## [Raw records]

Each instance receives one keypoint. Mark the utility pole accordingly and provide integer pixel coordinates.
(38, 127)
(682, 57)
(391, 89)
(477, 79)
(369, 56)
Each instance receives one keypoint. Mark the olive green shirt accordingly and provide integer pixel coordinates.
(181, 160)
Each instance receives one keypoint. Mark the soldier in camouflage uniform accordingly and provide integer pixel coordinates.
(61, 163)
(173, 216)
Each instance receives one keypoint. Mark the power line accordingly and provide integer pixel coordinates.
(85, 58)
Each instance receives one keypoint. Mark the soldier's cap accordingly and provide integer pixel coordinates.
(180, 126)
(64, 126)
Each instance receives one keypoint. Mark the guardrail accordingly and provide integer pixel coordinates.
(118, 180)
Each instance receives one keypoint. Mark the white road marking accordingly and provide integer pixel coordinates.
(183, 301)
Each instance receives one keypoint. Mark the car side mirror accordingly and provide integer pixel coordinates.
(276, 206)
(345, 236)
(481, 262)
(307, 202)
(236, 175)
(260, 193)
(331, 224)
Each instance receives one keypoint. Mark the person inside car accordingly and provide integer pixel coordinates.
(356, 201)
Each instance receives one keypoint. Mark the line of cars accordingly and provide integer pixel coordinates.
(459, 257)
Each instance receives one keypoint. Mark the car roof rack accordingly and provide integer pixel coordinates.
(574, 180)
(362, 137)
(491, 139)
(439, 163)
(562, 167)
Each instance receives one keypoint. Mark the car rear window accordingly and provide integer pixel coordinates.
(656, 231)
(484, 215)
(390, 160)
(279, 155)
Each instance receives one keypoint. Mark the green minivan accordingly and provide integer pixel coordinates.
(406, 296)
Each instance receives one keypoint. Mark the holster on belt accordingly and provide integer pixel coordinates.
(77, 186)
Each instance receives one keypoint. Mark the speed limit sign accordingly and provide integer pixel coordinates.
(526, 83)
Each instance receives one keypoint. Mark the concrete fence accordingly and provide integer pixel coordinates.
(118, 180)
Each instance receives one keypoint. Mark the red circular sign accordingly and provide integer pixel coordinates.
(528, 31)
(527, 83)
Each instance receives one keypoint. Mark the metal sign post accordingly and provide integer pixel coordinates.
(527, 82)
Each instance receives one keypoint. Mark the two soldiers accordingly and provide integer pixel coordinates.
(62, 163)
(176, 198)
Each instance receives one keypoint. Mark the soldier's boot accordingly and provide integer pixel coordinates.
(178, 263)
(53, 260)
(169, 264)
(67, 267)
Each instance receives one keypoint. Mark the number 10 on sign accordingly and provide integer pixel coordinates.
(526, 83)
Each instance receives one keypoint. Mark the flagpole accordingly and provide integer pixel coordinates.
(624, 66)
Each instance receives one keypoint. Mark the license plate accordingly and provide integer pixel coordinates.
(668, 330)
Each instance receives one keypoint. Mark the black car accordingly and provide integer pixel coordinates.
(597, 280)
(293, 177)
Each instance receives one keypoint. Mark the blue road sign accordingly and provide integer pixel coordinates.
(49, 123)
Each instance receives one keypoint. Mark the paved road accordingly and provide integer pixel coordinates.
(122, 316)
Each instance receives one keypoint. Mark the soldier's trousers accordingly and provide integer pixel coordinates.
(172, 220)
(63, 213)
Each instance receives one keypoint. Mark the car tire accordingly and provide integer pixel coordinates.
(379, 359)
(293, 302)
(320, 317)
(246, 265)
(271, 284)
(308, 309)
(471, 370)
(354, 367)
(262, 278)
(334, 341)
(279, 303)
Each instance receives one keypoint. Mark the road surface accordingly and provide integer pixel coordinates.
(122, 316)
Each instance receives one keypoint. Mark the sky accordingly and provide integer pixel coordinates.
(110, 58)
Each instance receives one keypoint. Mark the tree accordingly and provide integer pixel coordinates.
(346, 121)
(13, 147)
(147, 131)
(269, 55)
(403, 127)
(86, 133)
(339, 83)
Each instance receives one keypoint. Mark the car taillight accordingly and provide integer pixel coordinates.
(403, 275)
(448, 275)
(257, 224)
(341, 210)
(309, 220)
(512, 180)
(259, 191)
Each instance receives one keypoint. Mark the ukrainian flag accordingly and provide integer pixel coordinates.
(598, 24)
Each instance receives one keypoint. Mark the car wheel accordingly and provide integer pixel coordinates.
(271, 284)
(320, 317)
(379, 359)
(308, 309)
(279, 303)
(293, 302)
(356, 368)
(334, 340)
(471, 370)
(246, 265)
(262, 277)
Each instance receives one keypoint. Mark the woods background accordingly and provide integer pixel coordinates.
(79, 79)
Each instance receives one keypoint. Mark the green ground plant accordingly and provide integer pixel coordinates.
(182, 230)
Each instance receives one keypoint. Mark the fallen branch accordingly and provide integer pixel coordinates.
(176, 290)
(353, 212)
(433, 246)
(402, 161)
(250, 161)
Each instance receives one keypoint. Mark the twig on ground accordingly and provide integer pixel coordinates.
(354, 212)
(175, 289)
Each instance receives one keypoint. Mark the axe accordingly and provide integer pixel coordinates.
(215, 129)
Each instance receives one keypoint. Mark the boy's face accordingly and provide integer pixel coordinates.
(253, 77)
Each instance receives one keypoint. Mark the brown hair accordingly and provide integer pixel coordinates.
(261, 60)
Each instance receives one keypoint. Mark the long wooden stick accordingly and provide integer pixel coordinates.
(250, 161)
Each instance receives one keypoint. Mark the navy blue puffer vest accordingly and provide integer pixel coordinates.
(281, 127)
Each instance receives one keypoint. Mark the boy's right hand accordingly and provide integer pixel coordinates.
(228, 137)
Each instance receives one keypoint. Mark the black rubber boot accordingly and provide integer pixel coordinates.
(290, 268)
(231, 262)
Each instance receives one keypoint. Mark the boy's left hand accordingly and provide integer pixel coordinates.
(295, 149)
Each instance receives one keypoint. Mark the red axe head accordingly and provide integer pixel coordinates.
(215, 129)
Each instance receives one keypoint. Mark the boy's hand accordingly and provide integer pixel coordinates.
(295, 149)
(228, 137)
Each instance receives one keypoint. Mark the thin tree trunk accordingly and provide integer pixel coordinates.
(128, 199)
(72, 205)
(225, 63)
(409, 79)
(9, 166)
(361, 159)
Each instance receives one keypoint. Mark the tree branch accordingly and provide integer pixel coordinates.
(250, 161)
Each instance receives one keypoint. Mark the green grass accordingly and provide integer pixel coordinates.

## [Directive]
Can you reproduce every line above, word for word and in the same order?

## [Task solution]
Each instance receives one keypoint. Mark the utility pole accordingly and provide integer pixel coordinates.
(38, 127)
(682, 57)
(391, 89)
(477, 79)
(369, 56)
Each instance receives one keypoint. Mark the olive green shirt accordingly and provide integer pixel coordinates.
(181, 160)
Each instance receives one keypoint. Mark the soldier in camouflage uniform accordingly and provide integer pixel coordinates.
(61, 163)
(173, 216)
Each instance receives one keypoint. Mark the power line accordingly and provide integer pixel coordinates.
(85, 58)
Each instance receives one keypoint. Mark the soldier's cap accordingly and provide integer pixel coordinates.
(180, 126)
(64, 126)
Each instance receives one keypoint. Mark the guardrail accordingly and provide integer pixel coordinates.
(118, 180)
Each instance receives one keypoint. Mark the white road marking accordingly and provide integer pixel coordinates.
(183, 301)
Each instance receives one keypoint. Mark the car side mirror accordingly and provide integer pixel coordinates.
(276, 206)
(345, 236)
(481, 262)
(307, 202)
(236, 175)
(260, 193)
(331, 224)
Each instance receives one keypoint. Mark the person inside car accordingly and provide integer pixel coordinates.
(356, 201)
Each instance receives one keypoint. Mark the line of cars accordingly and provide integer pixel coordinates.
(459, 257)
Each instance receives one keypoint. Mark the car roof rack accordingly and provide integer pixel coordinates.
(574, 180)
(362, 137)
(491, 139)
(439, 163)
(562, 167)
Each instance receives one keypoint. Mark the car rear window accordingly and provide integer pixel coordinates.
(656, 231)
(484, 215)
(390, 160)
(279, 155)
Each instance receives one keypoint. Mark the green minivan accordingly and provide integer pixel coordinates.
(406, 296)
Each instance receives one keypoint. Mark the holster on belt accordingly and provide integer pixel coordinates.
(77, 186)
Each instance receives one keypoint. Mark the speed limit sign accordingly and provide integer pixel coordinates.
(526, 83)
Each instance receives one keypoint. Mark the concrete fence accordingly and provide integer pixel coordinates.
(118, 180)
Each instance receives one keypoint. Mark the red circular sign accordingly and provide integer pixel coordinates.
(528, 31)
(527, 83)
Each instance receives one keypoint. Mark the metal sign post accordingly and provide integer pixel coordinates.
(527, 82)
Each instance receives one keypoint. Mark the two soldiers accordingly and provide integer pixel coordinates.
(62, 163)
(176, 198)
Each instance receives one keypoint. Mark the soldier's boot accordingly and provide integer pixel coordinates.
(178, 263)
(53, 260)
(169, 264)
(67, 267)
Each instance receives one keypoint. Mark the number 10 on sign accordingly and provide integer pixel coordinates.
(526, 83)
Each instance receives one keypoint. Mark the flagpole accordingly and provide integer pixel coordinates.
(624, 66)
Each instance receives one keypoint. Mark the license plate accordingly and provide integer pixel coordinates.
(668, 330)
Each instance receives one keypoint. Mark the black car accordingly and provide integer pixel coordinates.
(597, 280)
(293, 177)
Each instance receives one keypoint. Mark the blue road sign accordingly and provide integer pixel coordinates.
(49, 123)
Each instance receives one keypoint. Mark the paved road accordingly and provide integer pixel coordinates.
(122, 316)
Each instance receives one keypoint. Mark the soldier's trousers accordingly and provide integer pixel coordinates.
(172, 220)
(63, 213)
Each instance receives one keypoint. Mark the car tire accordingly and provide integer pixel coordinates.
(379, 359)
(293, 302)
(320, 317)
(246, 265)
(271, 284)
(308, 309)
(471, 370)
(354, 367)
(262, 278)
(334, 341)
(279, 303)
Each instance receives one keypoint. Mark the road surface accordingly and provide integer pixel coordinates.
(122, 316)
Each instance receives one keypoint. Mark the sky accordingly and provide integer pixel coordinates.
(110, 58)
Each instance receives one keypoint. Mark the tree accordingly and provide integer pixel coordinates.
(346, 121)
(13, 147)
(147, 131)
(269, 55)
(403, 127)
(86, 133)
(339, 83)
Each instance receives one keypoint. Mark the car taillight accordingly and provide integer pixel coordinates.
(403, 275)
(448, 275)
(257, 224)
(341, 210)
(309, 220)
(512, 180)
(259, 191)
Each instance receives one keypoint. Mark the ukrainian flag accordingly and provide integer pixel coordinates.
(598, 24)
Each instance receives one keypoint. Mark the car wheel accordingly and provide integer pixel coordinates.
(271, 284)
(320, 317)
(379, 359)
(308, 309)
(279, 303)
(293, 302)
(356, 368)
(334, 340)
(471, 370)
(246, 265)
(262, 277)
Each instance receives one keypoint. Mark the woods background accordingly and provide integer pixel coordinates.
(79, 79)
Each instance receives one keypoint. Mark the green ground plant accordingly and provide integer pixel coordinates.
(182, 230)
Each instance receives one keypoint. Mark the fallen branch accordingly and provide integer pixel coordinates.
(176, 290)
(353, 212)
(433, 246)
(402, 161)
(250, 161)
Each instance receives one keypoint. Mark the twig on ground accordingly and provide integer pixel coordinates.
(354, 212)
(175, 289)
Each instance receives one keypoint. Mark the axe accordingly and provide integer pixel coordinates.
(215, 129)
Each instance receives one keypoint. Mark the boy's face accordingly and provide integer pixel coordinates.
(253, 77)
Each instance receives one keypoint. Mark the brown hair accordingly and provide integer pixel coordinates.
(261, 60)
Each instance receives one keypoint. Mark the long wooden stick accordingly and provide integer pixel coordinates.
(250, 161)
Each instance receives one keypoint. Mark the navy blue puffer vest accordingly and provide integer pixel coordinates.
(281, 127)
Each instance receives one keypoint. Mark the boy's right hand accordingly and provide integer pixel coordinates.
(228, 137)
Each instance receives one keypoint. Mark the black rubber boot accordingly and provide integer pixel coordinates.
(290, 268)
(231, 262)
Each instance receives one keypoint. Mark the boy's left hand accordingly and provide integer pixel coordinates.
(295, 149)
Each instance receives one keypoint. Mark the red axe head accordingly and provide integer pixel coordinates.
(215, 129)
Each instance receives one keypoint. Mark the boy's hand accordingly and provide integer pixel coordinates.
(295, 149)
(228, 137)
Each instance receives one keypoint. Mark the thin tree trunk accordingly and provide integer pixel coordinates.
(128, 199)
(72, 205)
(225, 63)
(409, 79)
(9, 166)
(361, 159)
Each instance receives one keypoint. Mark the tree branch accordingly and provide integer pixel coordinates.
(250, 161)
Each instance receives one keypoint. Mark the green grass accordingly and provide integer pixel coordinates.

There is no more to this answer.